>>

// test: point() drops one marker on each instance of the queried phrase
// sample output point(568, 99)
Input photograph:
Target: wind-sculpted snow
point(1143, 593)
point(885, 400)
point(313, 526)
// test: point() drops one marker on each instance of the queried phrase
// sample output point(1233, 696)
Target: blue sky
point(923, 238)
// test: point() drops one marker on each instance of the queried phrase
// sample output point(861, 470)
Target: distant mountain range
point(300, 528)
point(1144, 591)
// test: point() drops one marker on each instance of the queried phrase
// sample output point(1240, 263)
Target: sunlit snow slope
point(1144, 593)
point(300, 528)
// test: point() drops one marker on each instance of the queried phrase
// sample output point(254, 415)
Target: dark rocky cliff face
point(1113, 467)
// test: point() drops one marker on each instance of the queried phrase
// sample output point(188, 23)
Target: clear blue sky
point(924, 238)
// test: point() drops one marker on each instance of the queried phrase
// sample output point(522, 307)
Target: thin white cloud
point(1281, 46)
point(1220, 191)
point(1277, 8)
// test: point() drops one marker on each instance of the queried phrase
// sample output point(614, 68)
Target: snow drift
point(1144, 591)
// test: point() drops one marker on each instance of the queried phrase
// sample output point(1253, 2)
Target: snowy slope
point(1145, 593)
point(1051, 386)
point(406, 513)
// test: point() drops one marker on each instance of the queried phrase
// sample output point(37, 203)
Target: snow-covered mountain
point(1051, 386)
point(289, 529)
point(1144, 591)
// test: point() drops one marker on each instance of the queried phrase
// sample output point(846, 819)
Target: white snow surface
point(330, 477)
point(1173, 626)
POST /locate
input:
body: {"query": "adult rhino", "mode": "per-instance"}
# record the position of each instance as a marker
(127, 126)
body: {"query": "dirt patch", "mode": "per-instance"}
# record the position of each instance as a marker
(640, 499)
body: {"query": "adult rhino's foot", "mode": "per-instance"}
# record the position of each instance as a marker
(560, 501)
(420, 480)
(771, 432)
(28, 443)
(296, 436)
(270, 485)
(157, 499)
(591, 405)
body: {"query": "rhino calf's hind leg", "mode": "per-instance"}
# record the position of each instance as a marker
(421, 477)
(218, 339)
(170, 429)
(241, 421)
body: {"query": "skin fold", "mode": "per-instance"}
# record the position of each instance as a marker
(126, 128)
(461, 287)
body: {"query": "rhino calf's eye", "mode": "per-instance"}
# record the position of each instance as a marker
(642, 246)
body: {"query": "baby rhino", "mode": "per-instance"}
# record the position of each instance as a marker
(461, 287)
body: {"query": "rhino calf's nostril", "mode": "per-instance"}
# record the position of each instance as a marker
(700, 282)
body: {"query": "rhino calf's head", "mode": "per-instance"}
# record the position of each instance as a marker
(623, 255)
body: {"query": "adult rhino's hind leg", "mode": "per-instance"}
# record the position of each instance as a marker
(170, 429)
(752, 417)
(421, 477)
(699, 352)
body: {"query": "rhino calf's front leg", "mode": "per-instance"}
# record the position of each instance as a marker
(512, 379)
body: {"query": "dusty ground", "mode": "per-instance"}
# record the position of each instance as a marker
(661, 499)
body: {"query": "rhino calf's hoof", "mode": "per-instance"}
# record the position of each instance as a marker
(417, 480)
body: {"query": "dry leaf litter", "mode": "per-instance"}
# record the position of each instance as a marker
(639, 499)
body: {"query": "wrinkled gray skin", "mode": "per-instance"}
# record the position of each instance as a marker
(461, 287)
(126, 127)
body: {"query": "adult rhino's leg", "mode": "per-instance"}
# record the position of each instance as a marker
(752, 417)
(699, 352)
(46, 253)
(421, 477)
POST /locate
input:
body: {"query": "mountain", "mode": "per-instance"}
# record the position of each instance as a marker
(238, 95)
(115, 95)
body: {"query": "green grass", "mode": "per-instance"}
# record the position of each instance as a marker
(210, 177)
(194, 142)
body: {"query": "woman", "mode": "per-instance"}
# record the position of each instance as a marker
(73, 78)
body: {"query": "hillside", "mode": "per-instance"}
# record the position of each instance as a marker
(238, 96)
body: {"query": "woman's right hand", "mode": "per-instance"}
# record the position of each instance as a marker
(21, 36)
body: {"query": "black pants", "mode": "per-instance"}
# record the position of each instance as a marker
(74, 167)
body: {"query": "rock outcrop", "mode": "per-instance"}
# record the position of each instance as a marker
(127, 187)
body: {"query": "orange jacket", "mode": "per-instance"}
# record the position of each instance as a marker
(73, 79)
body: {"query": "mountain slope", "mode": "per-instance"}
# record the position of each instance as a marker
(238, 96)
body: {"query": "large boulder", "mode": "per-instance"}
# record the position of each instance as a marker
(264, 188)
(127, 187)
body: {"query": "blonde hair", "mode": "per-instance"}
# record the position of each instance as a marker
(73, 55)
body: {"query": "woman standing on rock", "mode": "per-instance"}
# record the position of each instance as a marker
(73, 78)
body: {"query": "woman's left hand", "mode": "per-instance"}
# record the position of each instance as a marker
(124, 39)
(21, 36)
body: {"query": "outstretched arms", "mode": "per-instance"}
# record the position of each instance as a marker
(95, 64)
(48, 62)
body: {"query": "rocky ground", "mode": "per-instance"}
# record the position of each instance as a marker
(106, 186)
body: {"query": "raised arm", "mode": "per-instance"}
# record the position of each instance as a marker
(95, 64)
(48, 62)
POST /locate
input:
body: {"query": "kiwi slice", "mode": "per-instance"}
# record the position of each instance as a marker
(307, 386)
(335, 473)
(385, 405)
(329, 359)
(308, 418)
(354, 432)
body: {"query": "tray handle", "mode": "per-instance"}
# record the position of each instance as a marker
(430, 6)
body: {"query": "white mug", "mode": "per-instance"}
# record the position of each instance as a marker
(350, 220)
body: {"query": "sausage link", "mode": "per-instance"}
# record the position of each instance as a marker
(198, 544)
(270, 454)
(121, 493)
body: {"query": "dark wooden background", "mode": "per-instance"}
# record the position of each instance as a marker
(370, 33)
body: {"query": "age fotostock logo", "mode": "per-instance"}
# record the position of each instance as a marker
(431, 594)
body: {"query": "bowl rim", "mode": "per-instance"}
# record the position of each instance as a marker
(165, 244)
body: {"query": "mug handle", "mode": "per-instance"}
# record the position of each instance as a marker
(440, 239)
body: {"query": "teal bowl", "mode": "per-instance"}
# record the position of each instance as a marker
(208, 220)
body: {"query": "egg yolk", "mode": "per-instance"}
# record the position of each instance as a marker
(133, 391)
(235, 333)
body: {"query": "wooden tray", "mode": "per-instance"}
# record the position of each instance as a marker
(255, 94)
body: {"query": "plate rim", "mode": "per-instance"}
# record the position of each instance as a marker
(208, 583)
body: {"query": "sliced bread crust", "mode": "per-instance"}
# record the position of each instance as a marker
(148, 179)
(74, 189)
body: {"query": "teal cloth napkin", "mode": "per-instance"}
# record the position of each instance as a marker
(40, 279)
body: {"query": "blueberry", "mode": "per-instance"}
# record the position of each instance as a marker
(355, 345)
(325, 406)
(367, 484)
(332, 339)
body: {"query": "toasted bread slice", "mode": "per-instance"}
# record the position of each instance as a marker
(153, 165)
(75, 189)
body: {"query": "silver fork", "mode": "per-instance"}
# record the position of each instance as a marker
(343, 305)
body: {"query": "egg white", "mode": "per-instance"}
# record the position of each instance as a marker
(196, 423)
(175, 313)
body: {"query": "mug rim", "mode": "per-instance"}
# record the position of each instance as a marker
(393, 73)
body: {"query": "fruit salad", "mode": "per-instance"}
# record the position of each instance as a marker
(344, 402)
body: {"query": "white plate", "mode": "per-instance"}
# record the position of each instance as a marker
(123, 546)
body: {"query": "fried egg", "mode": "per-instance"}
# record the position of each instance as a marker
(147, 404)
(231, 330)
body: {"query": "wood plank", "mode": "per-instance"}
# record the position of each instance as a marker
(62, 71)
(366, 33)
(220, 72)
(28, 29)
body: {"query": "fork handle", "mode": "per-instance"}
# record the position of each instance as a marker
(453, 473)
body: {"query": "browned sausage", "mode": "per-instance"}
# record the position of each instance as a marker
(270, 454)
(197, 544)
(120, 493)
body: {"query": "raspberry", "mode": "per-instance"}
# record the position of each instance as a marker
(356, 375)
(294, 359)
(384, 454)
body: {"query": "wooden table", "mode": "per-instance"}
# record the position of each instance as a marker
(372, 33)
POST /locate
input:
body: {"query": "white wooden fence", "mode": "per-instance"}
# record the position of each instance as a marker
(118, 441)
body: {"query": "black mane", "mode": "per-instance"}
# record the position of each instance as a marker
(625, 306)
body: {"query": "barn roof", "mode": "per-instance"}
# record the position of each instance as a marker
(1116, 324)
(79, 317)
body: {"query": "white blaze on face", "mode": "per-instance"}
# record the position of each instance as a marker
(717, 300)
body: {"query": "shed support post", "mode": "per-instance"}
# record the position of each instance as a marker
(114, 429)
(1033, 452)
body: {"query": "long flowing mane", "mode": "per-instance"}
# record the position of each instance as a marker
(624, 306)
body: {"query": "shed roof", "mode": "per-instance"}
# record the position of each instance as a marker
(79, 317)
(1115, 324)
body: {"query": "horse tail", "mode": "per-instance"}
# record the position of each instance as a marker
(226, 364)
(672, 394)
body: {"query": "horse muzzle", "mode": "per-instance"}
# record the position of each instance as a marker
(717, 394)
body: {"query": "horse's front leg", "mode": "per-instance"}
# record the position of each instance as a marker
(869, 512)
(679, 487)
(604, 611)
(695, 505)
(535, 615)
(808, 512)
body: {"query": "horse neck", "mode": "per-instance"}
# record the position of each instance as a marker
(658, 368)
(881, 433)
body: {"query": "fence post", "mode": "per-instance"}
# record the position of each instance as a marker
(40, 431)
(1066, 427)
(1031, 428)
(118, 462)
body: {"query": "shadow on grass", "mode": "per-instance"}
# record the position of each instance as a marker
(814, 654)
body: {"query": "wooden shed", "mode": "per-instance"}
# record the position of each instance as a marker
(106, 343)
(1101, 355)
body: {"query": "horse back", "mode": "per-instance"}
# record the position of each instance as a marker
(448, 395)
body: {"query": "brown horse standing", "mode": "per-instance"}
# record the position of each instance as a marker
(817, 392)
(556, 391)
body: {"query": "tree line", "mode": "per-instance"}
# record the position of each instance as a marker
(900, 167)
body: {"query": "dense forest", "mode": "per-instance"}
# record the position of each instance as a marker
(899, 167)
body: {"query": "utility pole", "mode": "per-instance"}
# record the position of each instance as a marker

<<

◆ **Task description**: Return, word for word, every line from the top of the entries down to the line that holds "output point(522, 307)", both included.

◆ **Solution below**:
// test: point() drops one marker on each instance of the queried phrase
// sample output point(568, 99)
Input photograph:
Target: wind-sculpted snow
point(1143, 593)
point(885, 400)
point(313, 526)
// test: point() drops one marker on each instance of the queried phrase
// sample output point(1233, 696)
Target: blue sky
point(923, 238)
// test: point() drops one marker on each instance of the queried phrase
// sample output point(861, 470)
Target: distant mountain range
point(300, 528)
point(1144, 591)
// test: point() drops one marker on each instance of the queried phrase
// sample output point(1240, 263)
Target: sunlit snow slope
point(1144, 593)
point(300, 528)
// test: point() drops one marker on each instance of the queried phrase
// sample output point(254, 415)
Target: dark rocky cliff face
point(1113, 467)
// test: point() drops one marker on each instance of the queried phrase
// sample output point(188, 23)
Target: clear blue sky
point(924, 238)
// test: point() drops one marker on each instance of the queried phrase
// sample output point(522, 307)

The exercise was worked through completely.